=== REQUIREMENT ===
Arrange the material below as a Markdown table with the columns Row and Text. Give each nonblank line its own row, numbered in order.

=== LISTED ENTRIES ===
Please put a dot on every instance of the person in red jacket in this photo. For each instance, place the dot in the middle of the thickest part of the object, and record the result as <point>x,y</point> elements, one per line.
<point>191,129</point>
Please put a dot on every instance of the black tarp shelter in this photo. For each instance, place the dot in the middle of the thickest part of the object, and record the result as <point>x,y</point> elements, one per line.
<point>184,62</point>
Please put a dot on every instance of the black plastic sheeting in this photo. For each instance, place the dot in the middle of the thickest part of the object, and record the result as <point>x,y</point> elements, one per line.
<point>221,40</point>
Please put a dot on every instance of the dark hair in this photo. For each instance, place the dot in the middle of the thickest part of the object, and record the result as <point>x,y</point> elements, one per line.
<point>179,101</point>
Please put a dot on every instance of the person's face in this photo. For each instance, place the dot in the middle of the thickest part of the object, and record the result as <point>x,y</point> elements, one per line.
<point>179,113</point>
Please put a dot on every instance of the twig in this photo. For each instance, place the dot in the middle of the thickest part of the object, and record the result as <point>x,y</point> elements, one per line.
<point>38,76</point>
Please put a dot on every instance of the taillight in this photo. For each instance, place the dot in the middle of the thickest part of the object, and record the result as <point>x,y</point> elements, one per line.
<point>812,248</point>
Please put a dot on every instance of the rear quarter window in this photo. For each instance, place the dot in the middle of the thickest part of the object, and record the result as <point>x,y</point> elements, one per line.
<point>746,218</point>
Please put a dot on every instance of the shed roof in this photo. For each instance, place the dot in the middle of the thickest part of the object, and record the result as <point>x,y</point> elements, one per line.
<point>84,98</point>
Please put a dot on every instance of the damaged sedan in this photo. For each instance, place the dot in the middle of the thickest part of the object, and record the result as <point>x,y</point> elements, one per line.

=== FINISHED EXERCISE ===
| Row | Text |
|---|---|
| 1 | Please put a dot on every instance of the person in red jacket in this photo. For each instance, place the dot in the middle of the thickest part of the object, and record the result as <point>x,y</point> elements, one per line. |
| 2 | <point>191,129</point> |
| 3 | Please put a dot on every instance of the black tarp shelter in this photo. For each instance, place the dot in the middle of the thickest part of the object, and record the result as <point>x,y</point> elements, one per line. |
| 4 | <point>184,62</point> |
| 5 | Please put a dot on every instance of the black plastic sheeting in this photo. For each instance, place the dot in the middle of the thickest part of the object, and record the result as <point>x,y</point> elements, one per line. |
| 6 | <point>221,40</point> |
| 7 | Please put a dot on every instance of the dark hair in this photo. For each instance, place the dot in the middle of the thickest part of the object, and record the result as <point>x,y</point> elements, one per line. |
| 8 | <point>179,101</point> |
| 9 | Please put a dot on every instance of the person's face in this photo. For each instance, place the dot in the middle of the thickest part of the object, and record the result as <point>x,y</point> elements, one per line. |
| 10 | <point>179,113</point> |
| 11 | Please put a dot on every instance of the twig in this photo. For each instance, place the dot in the middle of the thickest part of the object, and record the result as <point>x,y</point> elements, one per line. |
| 12 | <point>38,76</point> |
| 13 | Please put a dot on every instance of the taillight in this photo. For each instance, place the dot in the middle of the thickest part of the object, and record the result as <point>x,y</point> elements, one per line. |
| 14 | <point>812,248</point> |
| 15 | Please put a dot on every instance of the rear quarter window in this photo. For each instance, place the dot in the middle of the thickest part of the object, and record the result as <point>x,y</point> elements, one per line. |
| 16 | <point>746,218</point> |
| 17 | Please put a dot on every instance of the shed roof in this photo. For each instance, place the dot in the middle of the thickest part of the object, and record the result as <point>x,y</point> elements, one per line. |
| 18 | <point>84,98</point> |
| 19 | Please put a dot on every instance of the damaged sedan in this photo. For each instance, place the dot in the middle of the thickest part of the object, and record the result as <point>x,y</point> elements, one per line. |